_WHAT THE TASK REQUIRES_: Each line of the data has to be transcribed exactly.

(Point localization data)
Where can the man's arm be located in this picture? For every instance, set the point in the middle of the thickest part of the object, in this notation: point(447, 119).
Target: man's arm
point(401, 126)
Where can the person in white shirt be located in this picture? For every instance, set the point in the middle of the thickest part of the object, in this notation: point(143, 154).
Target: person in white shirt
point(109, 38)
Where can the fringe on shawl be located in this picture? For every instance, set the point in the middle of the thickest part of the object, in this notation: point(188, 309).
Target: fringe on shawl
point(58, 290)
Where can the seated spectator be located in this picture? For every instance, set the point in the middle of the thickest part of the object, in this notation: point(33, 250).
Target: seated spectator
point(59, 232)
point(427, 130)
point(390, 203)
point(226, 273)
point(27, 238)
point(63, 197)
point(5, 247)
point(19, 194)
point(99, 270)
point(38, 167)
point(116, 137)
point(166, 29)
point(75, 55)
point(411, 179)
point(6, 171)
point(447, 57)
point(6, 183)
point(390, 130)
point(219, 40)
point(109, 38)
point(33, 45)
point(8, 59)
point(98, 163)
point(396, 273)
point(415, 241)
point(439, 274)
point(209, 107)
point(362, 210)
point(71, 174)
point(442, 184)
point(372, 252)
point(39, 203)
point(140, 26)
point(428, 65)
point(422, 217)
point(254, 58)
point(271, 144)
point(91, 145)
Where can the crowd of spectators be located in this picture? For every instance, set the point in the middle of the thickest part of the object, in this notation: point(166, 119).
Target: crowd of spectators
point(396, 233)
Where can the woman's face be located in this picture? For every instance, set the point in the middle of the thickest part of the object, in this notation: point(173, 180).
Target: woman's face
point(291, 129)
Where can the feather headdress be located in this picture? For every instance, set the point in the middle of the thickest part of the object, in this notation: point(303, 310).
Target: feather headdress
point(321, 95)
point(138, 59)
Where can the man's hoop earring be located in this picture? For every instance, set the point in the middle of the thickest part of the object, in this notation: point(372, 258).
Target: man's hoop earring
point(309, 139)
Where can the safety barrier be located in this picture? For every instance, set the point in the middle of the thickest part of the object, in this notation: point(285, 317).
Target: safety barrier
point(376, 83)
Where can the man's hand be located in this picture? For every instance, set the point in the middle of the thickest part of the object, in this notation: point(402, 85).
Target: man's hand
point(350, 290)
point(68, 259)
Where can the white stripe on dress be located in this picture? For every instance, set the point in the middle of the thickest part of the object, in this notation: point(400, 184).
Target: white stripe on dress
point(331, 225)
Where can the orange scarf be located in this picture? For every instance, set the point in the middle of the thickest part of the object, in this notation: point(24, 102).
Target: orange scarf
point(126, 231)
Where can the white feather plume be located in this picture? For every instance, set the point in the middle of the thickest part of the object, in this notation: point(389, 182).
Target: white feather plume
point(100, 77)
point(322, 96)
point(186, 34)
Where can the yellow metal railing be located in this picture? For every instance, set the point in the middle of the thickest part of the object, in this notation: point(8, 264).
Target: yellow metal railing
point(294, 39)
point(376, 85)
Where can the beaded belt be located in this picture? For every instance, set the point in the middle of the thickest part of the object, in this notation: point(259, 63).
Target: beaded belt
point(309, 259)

_ANSWER SECTION_:
Where can the man's arm be located in this picture? For every instance, set the point in the middle of the thickest part of the object, in this notation: point(447, 119).
Target: man's arm
point(401, 126)
Where can the person in white shirt be located in this picture? For every instance, set the point in the middle of the thickest part of the object, in this notation: point(143, 154).
Target: person in white shirt
point(109, 38)
Where can the fringe on shawl be located in this picture? For every instance, set the point in the middle of the thickest part of the object, in this notation: point(188, 309).
Target: fringe on shawl
point(58, 290)
Where can the seated spectator be located in this picture? For every instance, set the point in the middle of the thickest part of the object, in this notation: point(33, 250).
Target: seated spectator
point(59, 232)
point(427, 130)
point(390, 203)
point(226, 273)
point(27, 238)
point(63, 197)
point(5, 247)
point(19, 194)
point(99, 270)
point(38, 167)
point(116, 137)
point(166, 29)
point(75, 55)
point(411, 179)
point(6, 171)
point(447, 57)
point(6, 183)
point(390, 130)
point(219, 40)
point(109, 38)
point(33, 45)
point(8, 59)
point(98, 163)
point(396, 273)
point(415, 241)
point(439, 274)
point(209, 107)
point(362, 210)
point(71, 174)
point(442, 184)
point(372, 252)
point(39, 203)
point(140, 26)
point(428, 65)
point(422, 217)
point(254, 58)
point(271, 144)
point(91, 145)
Where can the crowd of spectators be located in this picture? For every instance, set the point in the middle of the thickest part of the object, in this notation: point(166, 119).
Target: crowd of spectators
point(396, 233)
Where can the woman's face be located in this picture? For every instance, set the point in the middle of the thickest part of the object, in this notation: point(173, 180).
Target: woman's face
point(291, 129)
Where can the feather headdress be located in this picture? For every instance, set the point in the middle of the thickest part of the object, in this notation: point(303, 310).
Target: feather headdress
point(321, 95)
point(138, 59)
Where can the man's hoop earring be located in this picture? For every instance, set the point in the middle of the thickest part of the object, in this notation: point(372, 258).
Target: man's hoop earring
point(309, 139)
Where can the safety barrier be located in this picture? For every instance, set the point in the middle of the thickest part of the object, in this notation: point(285, 317).
Target: safety barrier
point(376, 83)
Where can the man's hand be located in this picture? For every instance, set the point in the middle of the thickest part of the object, in this notation: point(402, 85).
Target: man's hand
point(350, 290)
point(68, 259)
Where can the white stripe on dress be located in this picture? For every instance, set the point in the middle of the thickest part of the object, in this notation: point(400, 184).
Target: white stripe on dress
point(331, 225)
Where can the orange scarf be located in this picture? For every instance, set the point in the middle of the thickest part of the object, in this notation: point(24, 102).
Target: orange scarf
point(126, 231)
Where can the white feather plume be located in this picture? For every instance, set the point in the middle of the thickest part of the object, in this notation: point(389, 182).
Target: white feather plume
point(100, 77)
point(322, 96)
point(186, 34)
Where can the yellow metal railing be located in this picture? For every instance, set the point in the middle of the thickest part of the object, in this notation: point(8, 264).
Target: yellow metal railing
point(294, 39)
point(376, 85)
Where can the beaded belt be located in this picture? For every instance, set the point in the middle of the thickest part of the object, in this notation: point(259, 63).
Target: beaded belt
point(309, 259)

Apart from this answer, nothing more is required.